TEXTE FOURNI -
-=-=-=-=-

Définition de SOIN
Prononciation : soin ; l'n ne se lie pas : un soin extrême ; au pl. l's se lie : des soin-z extrêmes
DÉFINITIONS
1
Attention, application de l'esprit à une chose, à faire quelque chose.Où l'amour de la terre et le soin de la chair Aux fragiles plaisirs ayant ouvert la porte
de François de MALHERBE dans I, 4
Ainsi donc un sujet téméraire A si peu de respect et de soin de me plaire !
de Pierre CORNEILLE dans Cid, II, 6
Et comme à l'échauffer j'appliquerai mes soins
de Pierre CORNEILLE dans Nicom. I, 5
La chose allait à bien par son soin diligent
de Jean de LA FONTAINE dans Fabl. VII, 10
Pour toi l'astre du jour prend des soins superflus [tu es aveugle, et le soleil luit en vain]
de Jean de LA FONTAINE dans Fabl. VIII, 1
Eh bien, défendez-vous au sage De se donner des soins pour le plaisir d'autrui ?

-=-=-=-=-

DONNÉES FOURNIES -
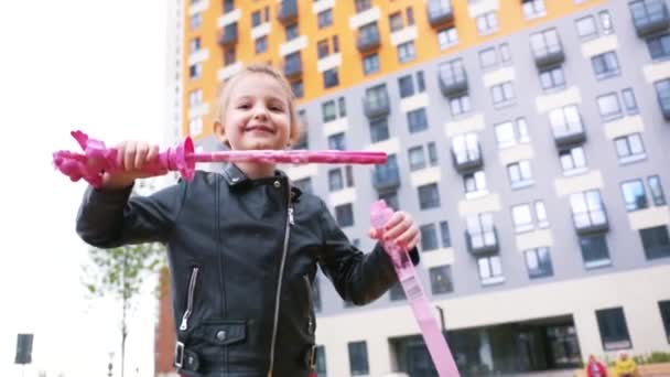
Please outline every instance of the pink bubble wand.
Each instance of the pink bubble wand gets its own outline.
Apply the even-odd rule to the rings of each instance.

-=-=-=-=-

CONSIGNE 1 - Dans l'article de dictionnaire sur le mot « soin », relevez toutes les indications de source placées après le mot « dans ».
CONSIGNE 2 - Poursuivez l'article de dictionnaire sur le mot « soin » à partir de la dernière citation.

RÉPONSE ATTENDUE 1 - I, 4 ; Cid, II, 6 ; Nicom. I, 5 ; Fabl. VII, 10 ; Fabl. VIII, 1

RÉPONSE ATTENDUE 2 -
de Jean de LA FONTAINE dans ib. XI, 8
Il y a trop d'affaires de se tirer d'un rhumatisme... je ne balance point de mettre tout mon soin au rétablissement parfait de ma santé
de Marie de Rabutin-Chantal, marquise de SÉVIGNÉ dans 8 mars 1676
Les soins que vous avez de m'écrire me sont de continuelles marques de votre amitié
de Marie de Rabutin-Chantal, marquise de SÉVIGNÉ dans 30 juin 1677
jamais plante ne fut cultivée avec plus de soin
de Jacques-Bénigne BOSSUET dans Ann. de Gonz.
La bonté du naturel prévint en M. le Tellier les soins de l'éducation
de Esprit FLÉCHIER dans le Tellier.
Même elle avait encor cet éclat emprunté Dont elle eut soin de peindre et d'orner son visage
de Jean RACINE dans Athal. II, 5
D'où vient que d'un soin si cruel L'injuste Agamemnon m'écarte de l'autel ?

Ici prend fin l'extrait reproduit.